**What to produce:**
Turn the material into a numbered list, beginning at its first line and stopping after the line that contains "column 176, row 231". Leave out blank lines and pictures.

++++ Dataset rows

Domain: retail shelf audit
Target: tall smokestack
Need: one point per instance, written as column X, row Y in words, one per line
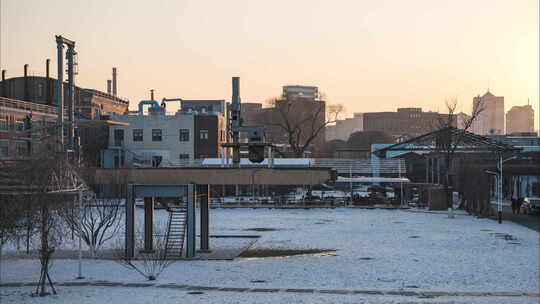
column 26, row 89
column 4, row 93
column 114, row 81
column 48, row 84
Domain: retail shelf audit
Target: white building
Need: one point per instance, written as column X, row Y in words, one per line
column 345, row 127
column 491, row 118
column 167, row 139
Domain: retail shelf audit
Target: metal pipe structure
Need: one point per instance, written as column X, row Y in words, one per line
column 79, row 268
column 26, row 93
column 71, row 95
column 114, row 82
column 48, row 84
column 60, row 93
column 60, row 41
column 235, row 120
column 4, row 93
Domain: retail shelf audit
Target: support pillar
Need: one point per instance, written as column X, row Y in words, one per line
column 427, row 170
column 191, row 225
column 204, row 200
column 149, row 224
column 130, row 222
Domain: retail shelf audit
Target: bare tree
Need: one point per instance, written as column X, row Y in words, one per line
column 149, row 264
column 98, row 221
column 40, row 178
column 450, row 138
column 301, row 120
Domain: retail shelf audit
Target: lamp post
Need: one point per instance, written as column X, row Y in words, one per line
column 253, row 184
column 500, row 186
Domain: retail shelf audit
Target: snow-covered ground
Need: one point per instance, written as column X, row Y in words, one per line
column 413, row 251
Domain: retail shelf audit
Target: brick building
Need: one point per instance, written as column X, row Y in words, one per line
column 89, row 103
column 19, row 136
column 406, row 122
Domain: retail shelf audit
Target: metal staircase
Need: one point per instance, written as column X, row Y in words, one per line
column 176, row 231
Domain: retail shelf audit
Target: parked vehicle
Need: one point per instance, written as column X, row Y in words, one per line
column 531, row 205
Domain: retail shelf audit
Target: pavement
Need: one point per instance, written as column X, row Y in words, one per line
column 528, row 220
column 400, row 292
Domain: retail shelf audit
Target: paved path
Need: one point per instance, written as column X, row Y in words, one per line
column 195, row 288
column 528, row 220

++++++++

**Response to the task:**
1. Domain: retail shelf audit
2. Target: tall smokestack
3. Need: one point per instance, written as column X, row Y in words, one per line
4. column 26, row 89
5. column 4, row 93
6. column 114, row 81
7. column 48, row 84
8. Domain: retail shelf audit
9. Target: white building
10. Need: one point per instance, written as column X, row Y in words, one per line
11. column 345, row 127
12. column 491, row 118
13. column 167, row 139
14. Domain: retail shelf audit
15. Target: metal pipe structure
16. Need: one point per instance, written as column X, row Y in words, one per line
17. column 79, row 268
18. column 26, row 93
19. column 71, row 95
20. column 114, row 82
21. column 48, row 84
22. column 60, row 93
23. column 60, row 41
24. column 235, row 120
25. column 4, row 93
26. Domain: retail shelf audit
27. Target: support pillar
28. Need: one point per instance, written as column X, row Y in words, one per line
29. column 427, row 170
30. column 191, row 225
31. column 204, row 200
32. column 149, row 224
33. column 130, row 222
34. Domain: retail shelf audit
35. Target: bare tree
36. Need: one point per instance, written as column X, row Y in words, one per line
37. column 149, row 264
38. column 98, row 221
39. column 40, row 178
40. column 450, row 138
41. column 301, row 120
42. Domain: retail shelf audit
43. Target: lamp post
44. Need: one point per instance, written as column X, row Y in words, one per line
45. column 253, row 184
46. column 500, row 186
47. Domain: retail shelf audit
48. Target: snow-covered ground
49. Need: one point per instance, written as column X, row Y in words, one per line
50. column 413, row 251
51. Domain: retail shelf audit
52. Target: brick building
53. Need: one point per instance, written as column X, row Y in words, one per line
54. column 89, row 103
55. column 19, row 136
56. column 406, row 122
57. Domain: retail shelf audit
58. Target: metal staircase
59. Need: one point per instance, written as column X, row Y in words, one per line
60. column 176, row 231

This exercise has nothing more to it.